(Stored data)
---+---
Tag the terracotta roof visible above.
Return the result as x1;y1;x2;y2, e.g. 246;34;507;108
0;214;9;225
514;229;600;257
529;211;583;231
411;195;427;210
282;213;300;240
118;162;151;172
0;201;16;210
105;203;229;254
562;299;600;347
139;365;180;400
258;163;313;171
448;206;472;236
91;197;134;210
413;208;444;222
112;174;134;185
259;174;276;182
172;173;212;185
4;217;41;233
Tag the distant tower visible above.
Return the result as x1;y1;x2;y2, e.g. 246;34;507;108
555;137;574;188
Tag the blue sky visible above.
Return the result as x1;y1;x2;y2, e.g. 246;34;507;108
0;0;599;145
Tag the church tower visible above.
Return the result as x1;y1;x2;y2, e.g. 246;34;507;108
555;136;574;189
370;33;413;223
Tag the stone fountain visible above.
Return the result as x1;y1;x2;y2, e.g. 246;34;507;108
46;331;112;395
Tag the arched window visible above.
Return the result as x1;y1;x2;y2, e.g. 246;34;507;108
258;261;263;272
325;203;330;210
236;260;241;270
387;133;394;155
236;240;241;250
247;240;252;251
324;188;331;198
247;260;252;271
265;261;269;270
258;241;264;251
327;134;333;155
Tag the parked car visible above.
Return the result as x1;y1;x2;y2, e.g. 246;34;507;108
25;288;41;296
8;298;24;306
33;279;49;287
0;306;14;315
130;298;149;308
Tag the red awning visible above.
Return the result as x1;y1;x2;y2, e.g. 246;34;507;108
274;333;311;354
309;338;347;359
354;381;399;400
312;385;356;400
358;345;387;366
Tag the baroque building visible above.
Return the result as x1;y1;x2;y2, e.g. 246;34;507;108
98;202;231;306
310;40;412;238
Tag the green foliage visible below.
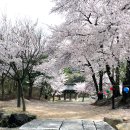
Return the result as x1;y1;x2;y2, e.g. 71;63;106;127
39;80;53;100
119;62;127;82
0;113;36;128
38;54;48;60
23;70;51;86
64;67;85;85
63;67;73;75
65;74;85;85
42;82;52;97
0;119;8;127
26;54;48;66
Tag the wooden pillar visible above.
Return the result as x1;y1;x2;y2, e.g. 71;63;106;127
52;93;55;102
64;91;66;101
75;93;78;100
82;93;85;102
69;91;72;101
58;95;61;100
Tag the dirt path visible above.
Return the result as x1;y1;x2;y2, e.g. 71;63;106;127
0;99;130;120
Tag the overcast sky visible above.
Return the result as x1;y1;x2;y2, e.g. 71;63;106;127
0;0;63;27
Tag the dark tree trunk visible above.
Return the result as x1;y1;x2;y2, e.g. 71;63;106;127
106;64;120;97
115;65;121;97
17;82;21;107
75;93;78;100
122;60;130;103
52;92;56;102
85;58;99;96
69;91;72;101
122;87;128;104
64;91;67;101
92;74;99;96
82;93;85;102
1;73;6;101
52;94;55;101
39;86;43;100
58;95;61;100
99;71;103;92
106;65;116;86
98;71;103;100
112;90;115;109
123;60;130;97
28;82;33;100
45;94;48;100
28;72;34;100
21;86;26;112
115;36;120;96
106;65;116;109
1;79;5;101
18;80;26;111
8;80;12;94
10;62;26;111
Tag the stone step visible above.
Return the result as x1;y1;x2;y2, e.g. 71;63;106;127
95;121;115;130
37;120;62;130
83;120;96;130
60;120;83;130
19;119;116;130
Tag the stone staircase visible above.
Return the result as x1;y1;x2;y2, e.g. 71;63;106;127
19;119;115;130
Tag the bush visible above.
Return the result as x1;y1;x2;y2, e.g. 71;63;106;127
0;113;36;128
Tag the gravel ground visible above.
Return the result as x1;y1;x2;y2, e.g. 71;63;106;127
0;98;130;120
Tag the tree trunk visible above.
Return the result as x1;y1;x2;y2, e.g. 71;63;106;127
106;65;116;86
28;72;33;100
28;82;33;100
123;60;130;96
52;92;56;102
112;90;115;109
75;93;78;100
21;86;26;112
106;65;116;109
8;80;12;95
92;74;99;96
1;79;5;101
18;80;26;111
39;86;43;100
69;91;72;101
58;95;61;100
21;95;26;111
115;65;121;97
122;60;130;103
98;71;103;100
106;64;120;97
45;94;48;100
85;58;99;96
82;93;85;102
114;36;120;97
17;82;21;107
64;91;67;101
99;71;103;92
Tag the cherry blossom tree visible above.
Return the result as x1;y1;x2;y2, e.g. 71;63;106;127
33;74;52;100
50;0;130;106
74;81;94;101
0;18;47;111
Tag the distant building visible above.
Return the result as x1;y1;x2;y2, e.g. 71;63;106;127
61;85;77;100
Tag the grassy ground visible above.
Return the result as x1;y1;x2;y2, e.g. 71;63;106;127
0;98;130;121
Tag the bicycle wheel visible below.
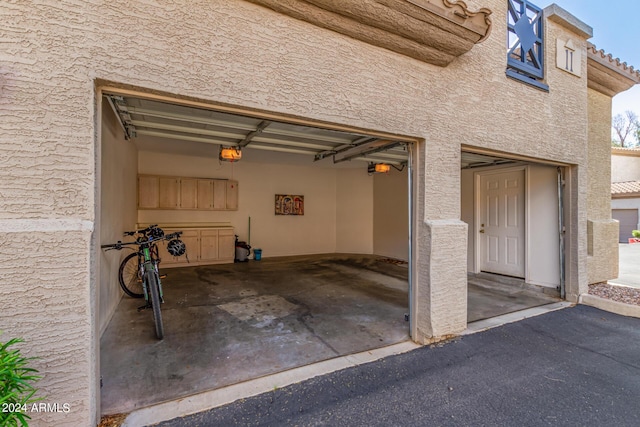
---+---
▶ _AIM OF THE EXERCISE_
Above are the records; please give again, exactly and in full, only the lines that run from the line with "Tag the arched window visible above." through the line with "Tag the wooden pillar visible above.", with no pictures.

▶ _ANSWER_
Tag the arched window visible above.
Return the result as x1;y1;x2;y2, e.g. 246;34;507;108
258;261;263;272
325;203;330;210
236;260;241;270
387;133;394;155
236;240;241;250
247;240;252;251
324;188;331;198
247;260;252;271
265;261;269;270
258;241;264;251
327;134;333;155
Tag the parked car visible above.
Return the result as x1;y1;x2;y2, e.g. 246;34;507;108
25;288;41;296
8;298;24;306
33;279;49;287
0;306;14;315
130;298;149;308
Tag the red awning visible above.
Return the result as x1;y1;x2;y2, e.g. 246;34;507;108
274;333;311;354
309;338;347;359
354;381;399;400
312;385;356;400
358;345;387;366
Tag the baroque building visible above.
Return the result as x1;y1;x2;y2, e.g. 246;34;507;108
98;202;231;306
310;40;412;238
Tag the green foliage visible below.
Return the result as x1;y1;x2;y2, e.g. 71;63;106;127
39;80;53;100
119;62;127;82
0;113;36;128
38;54;48;60
23;70;51;86
64;67;85;85
63;67;73;75
65;74;85;85
42;82;52;97
0;119;8;127
26;54;48;66
Tag the wooden pillar visible above.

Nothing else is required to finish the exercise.